▶ Text passage
--- START ---
# Where to go for repairs in France



## travelmike (Jun 7, 2010)

i am need of some repair work done and cant seem to find anywhere to do it. i am currently at les contamines - montjoie and did plan to stay here for a while. anybody know a close place to go?

thanks in advance

mike


----------



## Telbell (May 1, 2005)

Try here Mike:

ISACAR LOISIRS
Dernière mise à jour le jan. 5 par Fleurette
Route de Chamonix - RN 203
74370 CHARVONNEX
Tel. 04.50.60.33.48
Fax.04.50.60.33.22
[email protected] 
www.isacar-loisirs.com

It's a Fleurette dealer but not too far from you. May be worth a phone call? Just North of Annecy


----------



## travelmike (Jun 7, 2010)

oh thank you, your a star. i was actually going to take a day trip to annacy so that works out perfectly!

thanks again!

mike


----------



## Telbell (May 1, 2005)

Cheers mike-will be interested to see how you get on. Have you contacted them?


----------



## travelmike (Jun 7, 2010)

i am just going to take a drive there as my french is ok but on the phone is a lot harder to explain what i am after, so will go in the morning and report back on the success rate.


----------



## Telbell (May 1, 2005)

This should do:

"On a écrasé mon camping-car!!! Regardez!!! Au secours!!!!(et combien?)
:lol: 
Good luck


----------



## travelmike (Jun 7, 2010)

hi there, i eventually got there and despite the fact they could not do my repairs due to lack of parts, they were a very friendly bunch and did not hesitate sparing me some time to take a look and ideas to resolve the situation for free. so all in all its a nice little place!

thanks again


----------
--- END ---
▶ Exercise task 1
How many lines of the records contain the string "statue", counting case as significant? Reply with the number alone.

▶ Material provided
--- START ---
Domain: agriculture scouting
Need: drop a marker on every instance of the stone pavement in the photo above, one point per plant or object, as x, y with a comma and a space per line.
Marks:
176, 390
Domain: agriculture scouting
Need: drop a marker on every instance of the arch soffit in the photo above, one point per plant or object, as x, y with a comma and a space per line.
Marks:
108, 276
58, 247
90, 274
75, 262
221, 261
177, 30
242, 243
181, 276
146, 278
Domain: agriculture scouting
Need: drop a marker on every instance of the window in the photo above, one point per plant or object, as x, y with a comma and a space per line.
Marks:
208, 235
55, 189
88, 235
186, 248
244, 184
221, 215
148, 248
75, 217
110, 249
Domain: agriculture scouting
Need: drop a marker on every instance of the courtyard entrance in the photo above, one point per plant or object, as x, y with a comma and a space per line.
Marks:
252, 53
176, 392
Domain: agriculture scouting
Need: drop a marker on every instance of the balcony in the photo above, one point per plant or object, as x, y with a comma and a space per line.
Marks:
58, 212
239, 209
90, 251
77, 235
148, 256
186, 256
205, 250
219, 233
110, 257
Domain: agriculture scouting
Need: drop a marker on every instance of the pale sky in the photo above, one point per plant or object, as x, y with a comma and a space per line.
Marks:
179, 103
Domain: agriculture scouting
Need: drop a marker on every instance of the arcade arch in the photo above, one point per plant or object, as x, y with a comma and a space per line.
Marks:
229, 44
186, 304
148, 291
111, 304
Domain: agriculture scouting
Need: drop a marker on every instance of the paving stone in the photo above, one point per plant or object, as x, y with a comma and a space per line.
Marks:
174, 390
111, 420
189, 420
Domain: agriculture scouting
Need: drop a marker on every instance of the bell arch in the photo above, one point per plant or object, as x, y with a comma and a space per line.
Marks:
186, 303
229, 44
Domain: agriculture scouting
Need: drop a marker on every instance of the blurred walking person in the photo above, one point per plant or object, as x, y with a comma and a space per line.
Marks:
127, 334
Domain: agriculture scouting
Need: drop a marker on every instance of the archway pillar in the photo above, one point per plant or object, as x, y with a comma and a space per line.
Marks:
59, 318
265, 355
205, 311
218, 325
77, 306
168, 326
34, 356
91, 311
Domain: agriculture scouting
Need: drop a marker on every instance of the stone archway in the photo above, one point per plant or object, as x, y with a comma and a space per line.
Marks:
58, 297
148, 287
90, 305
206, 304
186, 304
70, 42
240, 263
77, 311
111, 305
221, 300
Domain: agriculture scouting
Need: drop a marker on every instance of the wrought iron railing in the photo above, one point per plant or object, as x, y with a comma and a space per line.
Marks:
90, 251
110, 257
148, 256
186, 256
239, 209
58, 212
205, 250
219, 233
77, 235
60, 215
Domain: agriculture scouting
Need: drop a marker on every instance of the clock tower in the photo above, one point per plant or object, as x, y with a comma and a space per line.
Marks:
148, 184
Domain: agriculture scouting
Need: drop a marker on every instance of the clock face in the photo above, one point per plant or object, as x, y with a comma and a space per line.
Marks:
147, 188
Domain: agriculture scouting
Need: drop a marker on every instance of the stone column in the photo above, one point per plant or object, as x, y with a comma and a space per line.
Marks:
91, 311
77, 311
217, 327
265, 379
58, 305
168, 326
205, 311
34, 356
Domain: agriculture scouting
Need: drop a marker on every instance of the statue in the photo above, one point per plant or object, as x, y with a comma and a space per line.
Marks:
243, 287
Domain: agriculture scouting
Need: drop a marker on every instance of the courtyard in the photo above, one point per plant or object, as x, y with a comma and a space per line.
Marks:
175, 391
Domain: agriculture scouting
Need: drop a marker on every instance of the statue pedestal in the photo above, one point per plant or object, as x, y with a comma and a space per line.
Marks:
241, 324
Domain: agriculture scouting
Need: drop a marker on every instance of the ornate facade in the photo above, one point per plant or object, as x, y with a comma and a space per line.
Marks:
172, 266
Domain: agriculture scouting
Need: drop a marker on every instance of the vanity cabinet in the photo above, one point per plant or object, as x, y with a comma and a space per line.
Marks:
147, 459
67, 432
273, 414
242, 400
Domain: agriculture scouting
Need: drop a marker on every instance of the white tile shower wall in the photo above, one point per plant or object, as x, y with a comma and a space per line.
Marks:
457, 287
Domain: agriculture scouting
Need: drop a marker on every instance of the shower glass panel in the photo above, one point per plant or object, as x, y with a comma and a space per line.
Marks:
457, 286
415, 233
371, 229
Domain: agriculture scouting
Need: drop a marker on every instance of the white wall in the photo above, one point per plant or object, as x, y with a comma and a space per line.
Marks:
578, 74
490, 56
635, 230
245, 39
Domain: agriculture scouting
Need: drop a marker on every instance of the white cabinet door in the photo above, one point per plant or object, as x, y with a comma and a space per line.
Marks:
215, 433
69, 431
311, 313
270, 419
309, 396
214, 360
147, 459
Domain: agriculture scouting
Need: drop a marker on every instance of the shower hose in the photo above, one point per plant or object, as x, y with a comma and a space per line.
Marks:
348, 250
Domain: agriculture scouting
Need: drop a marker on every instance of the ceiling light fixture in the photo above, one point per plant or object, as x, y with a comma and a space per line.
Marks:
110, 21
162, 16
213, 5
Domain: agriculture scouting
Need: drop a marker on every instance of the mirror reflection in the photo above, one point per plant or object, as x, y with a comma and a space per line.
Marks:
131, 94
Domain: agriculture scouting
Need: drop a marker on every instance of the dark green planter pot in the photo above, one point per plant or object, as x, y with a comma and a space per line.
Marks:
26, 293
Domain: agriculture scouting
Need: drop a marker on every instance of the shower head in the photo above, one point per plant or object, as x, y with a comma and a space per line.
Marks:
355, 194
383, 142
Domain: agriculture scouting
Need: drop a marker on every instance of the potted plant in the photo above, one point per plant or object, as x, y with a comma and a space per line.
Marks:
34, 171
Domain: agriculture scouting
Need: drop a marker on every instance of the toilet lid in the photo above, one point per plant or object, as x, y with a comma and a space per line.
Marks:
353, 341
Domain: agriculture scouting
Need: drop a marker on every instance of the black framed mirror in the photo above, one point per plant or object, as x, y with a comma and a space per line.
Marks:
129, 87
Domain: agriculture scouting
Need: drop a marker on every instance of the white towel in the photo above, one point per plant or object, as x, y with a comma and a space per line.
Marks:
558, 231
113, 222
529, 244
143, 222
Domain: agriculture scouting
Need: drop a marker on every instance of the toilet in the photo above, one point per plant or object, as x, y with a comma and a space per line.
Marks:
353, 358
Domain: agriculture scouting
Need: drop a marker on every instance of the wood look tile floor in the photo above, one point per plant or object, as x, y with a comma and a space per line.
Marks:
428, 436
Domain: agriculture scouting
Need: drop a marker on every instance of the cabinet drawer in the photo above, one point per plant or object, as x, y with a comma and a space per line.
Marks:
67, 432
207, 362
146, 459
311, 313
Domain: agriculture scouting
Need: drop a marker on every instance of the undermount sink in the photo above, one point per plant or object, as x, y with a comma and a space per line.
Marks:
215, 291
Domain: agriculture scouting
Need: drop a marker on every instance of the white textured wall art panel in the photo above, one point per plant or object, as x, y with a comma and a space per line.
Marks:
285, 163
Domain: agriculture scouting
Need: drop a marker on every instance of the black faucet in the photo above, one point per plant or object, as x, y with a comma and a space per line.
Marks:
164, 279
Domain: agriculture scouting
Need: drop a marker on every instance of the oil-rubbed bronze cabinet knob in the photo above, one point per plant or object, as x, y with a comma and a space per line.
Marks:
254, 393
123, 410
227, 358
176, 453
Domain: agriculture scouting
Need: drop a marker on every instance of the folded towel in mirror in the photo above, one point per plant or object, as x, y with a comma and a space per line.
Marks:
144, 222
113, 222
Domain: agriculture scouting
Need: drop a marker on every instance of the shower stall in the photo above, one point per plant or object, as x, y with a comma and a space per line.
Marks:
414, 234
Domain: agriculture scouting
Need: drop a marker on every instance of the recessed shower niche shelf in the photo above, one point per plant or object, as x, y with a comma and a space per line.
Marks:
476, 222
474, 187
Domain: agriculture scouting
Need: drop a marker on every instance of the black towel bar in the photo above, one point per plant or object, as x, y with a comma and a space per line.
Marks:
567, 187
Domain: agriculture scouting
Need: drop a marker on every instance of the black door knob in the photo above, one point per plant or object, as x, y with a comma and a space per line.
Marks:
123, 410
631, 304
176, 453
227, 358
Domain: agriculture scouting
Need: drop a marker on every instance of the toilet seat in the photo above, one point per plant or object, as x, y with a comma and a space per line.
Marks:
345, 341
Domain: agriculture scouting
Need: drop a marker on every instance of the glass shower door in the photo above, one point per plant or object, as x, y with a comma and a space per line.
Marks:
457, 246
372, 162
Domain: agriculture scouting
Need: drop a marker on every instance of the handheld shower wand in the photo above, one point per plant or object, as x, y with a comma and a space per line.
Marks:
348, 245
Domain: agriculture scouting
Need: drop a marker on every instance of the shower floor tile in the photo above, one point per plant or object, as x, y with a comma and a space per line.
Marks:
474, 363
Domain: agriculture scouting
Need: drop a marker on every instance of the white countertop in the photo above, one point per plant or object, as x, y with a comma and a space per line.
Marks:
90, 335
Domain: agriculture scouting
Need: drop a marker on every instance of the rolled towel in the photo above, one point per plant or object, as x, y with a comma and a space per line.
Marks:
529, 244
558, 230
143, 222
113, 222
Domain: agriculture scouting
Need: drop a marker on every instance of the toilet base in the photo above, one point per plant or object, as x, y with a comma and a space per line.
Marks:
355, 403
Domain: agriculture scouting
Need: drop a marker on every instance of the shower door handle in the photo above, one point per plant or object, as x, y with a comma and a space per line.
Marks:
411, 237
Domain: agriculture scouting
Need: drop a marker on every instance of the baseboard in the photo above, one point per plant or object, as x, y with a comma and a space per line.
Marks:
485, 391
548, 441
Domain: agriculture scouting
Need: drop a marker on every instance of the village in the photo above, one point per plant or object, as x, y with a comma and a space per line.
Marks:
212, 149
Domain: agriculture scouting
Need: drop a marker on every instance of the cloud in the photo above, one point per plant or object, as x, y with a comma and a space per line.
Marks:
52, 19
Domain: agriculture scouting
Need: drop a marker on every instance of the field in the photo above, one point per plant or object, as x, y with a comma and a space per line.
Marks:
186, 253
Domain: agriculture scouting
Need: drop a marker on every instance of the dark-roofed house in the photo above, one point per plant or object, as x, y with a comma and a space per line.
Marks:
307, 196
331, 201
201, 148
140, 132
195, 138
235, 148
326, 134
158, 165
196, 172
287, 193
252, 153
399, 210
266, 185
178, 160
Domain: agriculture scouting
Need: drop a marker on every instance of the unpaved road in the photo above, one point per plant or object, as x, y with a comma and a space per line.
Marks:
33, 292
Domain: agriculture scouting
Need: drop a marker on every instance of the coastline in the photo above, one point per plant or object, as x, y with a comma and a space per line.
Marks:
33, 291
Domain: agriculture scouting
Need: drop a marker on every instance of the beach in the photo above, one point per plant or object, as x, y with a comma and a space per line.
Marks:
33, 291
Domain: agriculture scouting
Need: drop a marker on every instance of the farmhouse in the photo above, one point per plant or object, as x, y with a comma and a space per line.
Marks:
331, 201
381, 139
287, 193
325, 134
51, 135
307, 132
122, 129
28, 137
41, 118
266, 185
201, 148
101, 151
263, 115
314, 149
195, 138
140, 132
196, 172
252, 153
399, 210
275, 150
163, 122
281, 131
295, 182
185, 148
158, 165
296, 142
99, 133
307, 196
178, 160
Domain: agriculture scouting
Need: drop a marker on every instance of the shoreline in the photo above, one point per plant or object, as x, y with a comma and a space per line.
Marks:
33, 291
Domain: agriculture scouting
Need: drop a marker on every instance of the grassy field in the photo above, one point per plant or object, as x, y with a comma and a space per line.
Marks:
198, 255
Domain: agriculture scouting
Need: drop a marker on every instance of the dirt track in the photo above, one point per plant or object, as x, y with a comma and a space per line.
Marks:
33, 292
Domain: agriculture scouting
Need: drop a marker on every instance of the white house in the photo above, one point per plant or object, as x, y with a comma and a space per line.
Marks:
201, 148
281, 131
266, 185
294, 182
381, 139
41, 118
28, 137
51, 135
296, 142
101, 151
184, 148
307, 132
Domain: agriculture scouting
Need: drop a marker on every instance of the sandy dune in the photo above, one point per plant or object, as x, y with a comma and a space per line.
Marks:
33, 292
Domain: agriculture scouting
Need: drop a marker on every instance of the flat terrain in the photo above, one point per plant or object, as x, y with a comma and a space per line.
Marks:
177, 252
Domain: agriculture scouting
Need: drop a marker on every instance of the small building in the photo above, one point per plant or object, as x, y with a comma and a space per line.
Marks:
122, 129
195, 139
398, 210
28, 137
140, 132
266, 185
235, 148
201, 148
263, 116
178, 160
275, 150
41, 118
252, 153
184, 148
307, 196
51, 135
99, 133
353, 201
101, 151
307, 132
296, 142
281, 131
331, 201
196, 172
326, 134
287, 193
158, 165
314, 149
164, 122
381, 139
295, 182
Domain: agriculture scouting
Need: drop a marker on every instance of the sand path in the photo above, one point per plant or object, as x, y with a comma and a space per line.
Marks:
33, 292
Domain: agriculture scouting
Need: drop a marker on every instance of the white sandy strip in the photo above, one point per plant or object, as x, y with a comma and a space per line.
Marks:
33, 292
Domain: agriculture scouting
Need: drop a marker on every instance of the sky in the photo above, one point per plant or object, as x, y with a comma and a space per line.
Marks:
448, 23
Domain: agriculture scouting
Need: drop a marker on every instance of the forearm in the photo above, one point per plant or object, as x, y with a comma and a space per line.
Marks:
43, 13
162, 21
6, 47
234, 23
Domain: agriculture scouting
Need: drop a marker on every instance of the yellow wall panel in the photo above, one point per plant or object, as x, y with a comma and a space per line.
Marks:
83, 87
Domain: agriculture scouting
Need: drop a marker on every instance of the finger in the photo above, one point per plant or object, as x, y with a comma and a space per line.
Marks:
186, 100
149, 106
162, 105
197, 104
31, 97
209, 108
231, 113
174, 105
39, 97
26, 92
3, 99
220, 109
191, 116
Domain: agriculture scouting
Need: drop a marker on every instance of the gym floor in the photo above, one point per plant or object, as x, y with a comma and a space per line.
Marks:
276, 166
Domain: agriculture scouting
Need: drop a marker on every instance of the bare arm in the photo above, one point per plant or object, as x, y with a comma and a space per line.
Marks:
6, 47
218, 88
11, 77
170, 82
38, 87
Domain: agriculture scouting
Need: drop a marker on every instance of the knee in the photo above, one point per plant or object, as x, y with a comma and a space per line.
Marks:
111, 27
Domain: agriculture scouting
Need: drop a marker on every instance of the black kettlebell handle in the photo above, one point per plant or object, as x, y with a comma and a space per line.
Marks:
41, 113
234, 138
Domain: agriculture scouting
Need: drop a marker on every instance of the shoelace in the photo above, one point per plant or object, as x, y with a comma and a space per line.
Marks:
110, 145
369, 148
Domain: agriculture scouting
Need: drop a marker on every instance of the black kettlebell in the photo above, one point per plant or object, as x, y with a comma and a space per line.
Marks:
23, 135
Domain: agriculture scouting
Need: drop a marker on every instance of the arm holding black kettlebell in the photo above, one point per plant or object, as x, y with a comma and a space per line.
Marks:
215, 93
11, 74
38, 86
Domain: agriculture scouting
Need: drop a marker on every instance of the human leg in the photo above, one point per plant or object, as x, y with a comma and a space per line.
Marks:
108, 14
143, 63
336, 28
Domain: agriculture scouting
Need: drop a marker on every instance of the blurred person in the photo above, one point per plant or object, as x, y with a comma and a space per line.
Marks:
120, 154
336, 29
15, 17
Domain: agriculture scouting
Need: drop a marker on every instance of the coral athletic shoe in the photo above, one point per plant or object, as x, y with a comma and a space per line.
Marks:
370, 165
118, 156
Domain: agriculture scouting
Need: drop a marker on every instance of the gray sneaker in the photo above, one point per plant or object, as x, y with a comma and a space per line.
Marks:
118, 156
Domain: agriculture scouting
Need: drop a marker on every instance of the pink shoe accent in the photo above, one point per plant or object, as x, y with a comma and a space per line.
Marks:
--- END ---
▶ Exercise task 2
Can you reproduce the forum thread about repairs in France in full, character for character?

▶ Full solution 1
2

▶ Full solution 2
# Where to go for repairs in France



## travelmike (Jun 7, 2010)

i am need of some repair work done and cant seem to find anywhere to do it. i am currently at les contamines - montjoie and did plan to stay here for a while. anybody know a close place to go?

thanks in advance

mike


----------



## Telbell (May 1, 2005)

Try here Mike:

ISACAR LOISIRS
Dernière mise à jour le jan. 5 par Fleurette
Route de Chamonix - RN 203
74370 CHARVONNEX
Tel. 04.50.60.33.48
Fax.04.50.60.33.22
[email protected] 
www.isacar-loisirs.com

It's a Fleurette dealer but not too far from you. May be worth a phone call? Just North of Annecy


----------



## travelmike (Jun 7, 2010)

oh thank you, your a star. i was actually going to take a day trip to annacy so that works out perfectly!

thanks again!

mike


----------



## Telbell (May 1, 2005)

Cheers mike-will be interested to see how you get on. Have you contacted them?


----------



## travelmike (Jun 7, 2010)

i am just going to take a drive there as my french is ok but on the phone is a lot harder to explain what i am after, so will go in the morning and report back on the success rate.


----------



## Telbell (May 1, 2005)

This should do:

"On a écrasé mon camping-car!!! Regardez!!! Au secours!!!!(et combien?)
:lol: 
Good luck


----------



## travelmike (Jun 7, 2010)

hi there, i eventually got there and despite the fact they could not do my repairs due to lack of parts, they were a very friendly bunch and did not hesitate sparing me some time to take a look and ideas to resolve the situation for free. so all in all its a nice little place!

thanks again


----------